** START Document text **

On 11/26/25 5:12 AM, Kiryl Shutsemau wrote:
> On Tue, Nov 25, 2025 at 11:57:51AM -0600, Pratik R. Sampat wrote:
>> The unaccepted memory structure currently only supports accepting memory
>> present at boot time. The unaccepted table uses a fixed-size bitmap
>> reserved in memblock based on the initial memory layout, preventing
>> dynamic addition of memory ranges after boot. This causes guest
>> termination when memory is hot-added in a secure virtual machine due to
>> accessing pages that have not transitioned to private before use.
> 
> How does the hot-pluggable memory look in EFI memory map? I thought
> hot-pluggable ranges suppose to be declared thare. The cleanest solution
> would be to have hot-pluggable and unaccepted indicated in EFI memory,
> so we can size bitmap accordingly upfront.
> 

I'm not quite sure if I fully understand. Do you mean to refer to the
EFI_MEMORY_HOT_PLUGGABLE attribute that is used for cold plugged boot
memory? If so, wouldn't it still be desirable to increase the size of
the bitmap to what was marked as hotpluggable initially?

** END Document text **
** START Record set **

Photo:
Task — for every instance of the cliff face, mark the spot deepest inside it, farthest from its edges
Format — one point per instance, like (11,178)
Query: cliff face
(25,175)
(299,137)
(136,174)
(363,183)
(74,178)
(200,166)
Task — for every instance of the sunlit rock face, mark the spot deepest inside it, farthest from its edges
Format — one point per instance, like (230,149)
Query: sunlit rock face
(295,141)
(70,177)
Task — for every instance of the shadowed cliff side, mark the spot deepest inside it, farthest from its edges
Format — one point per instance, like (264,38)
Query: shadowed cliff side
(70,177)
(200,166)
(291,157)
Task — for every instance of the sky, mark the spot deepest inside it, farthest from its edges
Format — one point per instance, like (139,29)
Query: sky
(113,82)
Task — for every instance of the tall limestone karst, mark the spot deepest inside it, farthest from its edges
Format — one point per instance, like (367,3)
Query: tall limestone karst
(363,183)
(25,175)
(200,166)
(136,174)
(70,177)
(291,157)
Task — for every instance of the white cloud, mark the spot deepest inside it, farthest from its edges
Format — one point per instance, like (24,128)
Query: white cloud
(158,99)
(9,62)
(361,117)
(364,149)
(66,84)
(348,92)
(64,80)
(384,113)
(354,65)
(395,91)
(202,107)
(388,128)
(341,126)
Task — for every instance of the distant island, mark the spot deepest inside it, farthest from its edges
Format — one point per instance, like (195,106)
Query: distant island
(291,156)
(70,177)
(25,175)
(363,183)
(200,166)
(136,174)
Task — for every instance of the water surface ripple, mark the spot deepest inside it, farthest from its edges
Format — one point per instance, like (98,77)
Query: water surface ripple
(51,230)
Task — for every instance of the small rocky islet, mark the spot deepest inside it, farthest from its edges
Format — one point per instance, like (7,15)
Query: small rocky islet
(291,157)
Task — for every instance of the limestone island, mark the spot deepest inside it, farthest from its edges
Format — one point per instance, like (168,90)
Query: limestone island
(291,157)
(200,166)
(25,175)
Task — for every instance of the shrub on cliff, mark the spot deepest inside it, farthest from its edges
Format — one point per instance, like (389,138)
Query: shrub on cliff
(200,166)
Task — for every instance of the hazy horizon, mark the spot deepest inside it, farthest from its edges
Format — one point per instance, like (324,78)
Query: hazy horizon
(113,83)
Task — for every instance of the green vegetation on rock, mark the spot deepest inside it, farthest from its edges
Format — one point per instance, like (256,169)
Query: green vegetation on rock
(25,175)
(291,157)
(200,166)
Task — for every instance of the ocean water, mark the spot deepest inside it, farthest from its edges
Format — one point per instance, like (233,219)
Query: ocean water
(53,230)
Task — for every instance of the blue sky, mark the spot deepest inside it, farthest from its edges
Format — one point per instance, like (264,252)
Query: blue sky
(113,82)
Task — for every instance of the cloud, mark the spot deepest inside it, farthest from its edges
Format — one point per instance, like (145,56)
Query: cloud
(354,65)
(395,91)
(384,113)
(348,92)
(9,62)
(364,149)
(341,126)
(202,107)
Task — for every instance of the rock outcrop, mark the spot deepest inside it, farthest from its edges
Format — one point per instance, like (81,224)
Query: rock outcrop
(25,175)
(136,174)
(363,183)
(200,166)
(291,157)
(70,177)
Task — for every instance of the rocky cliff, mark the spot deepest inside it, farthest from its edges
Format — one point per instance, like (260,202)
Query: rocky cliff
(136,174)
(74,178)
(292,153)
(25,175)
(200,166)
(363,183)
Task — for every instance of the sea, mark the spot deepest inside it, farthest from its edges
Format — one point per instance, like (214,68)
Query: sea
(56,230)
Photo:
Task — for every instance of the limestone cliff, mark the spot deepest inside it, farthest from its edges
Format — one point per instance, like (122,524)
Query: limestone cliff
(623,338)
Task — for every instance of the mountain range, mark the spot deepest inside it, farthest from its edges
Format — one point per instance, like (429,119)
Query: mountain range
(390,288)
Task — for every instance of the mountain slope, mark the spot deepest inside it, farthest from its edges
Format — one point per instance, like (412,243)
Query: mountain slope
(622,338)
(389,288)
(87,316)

** END Record set **

* Tasks and exercises *
• 1. In the excerpt on unaccepted memory, what does the unaccepted table use, reserved in memblock based on the initial memory layout?
• 2. How many lines of the records contain the string "surface"? Reply with the number only.

* Expected outputs *
• 1. A fixed-size bitmap.

• 2. 2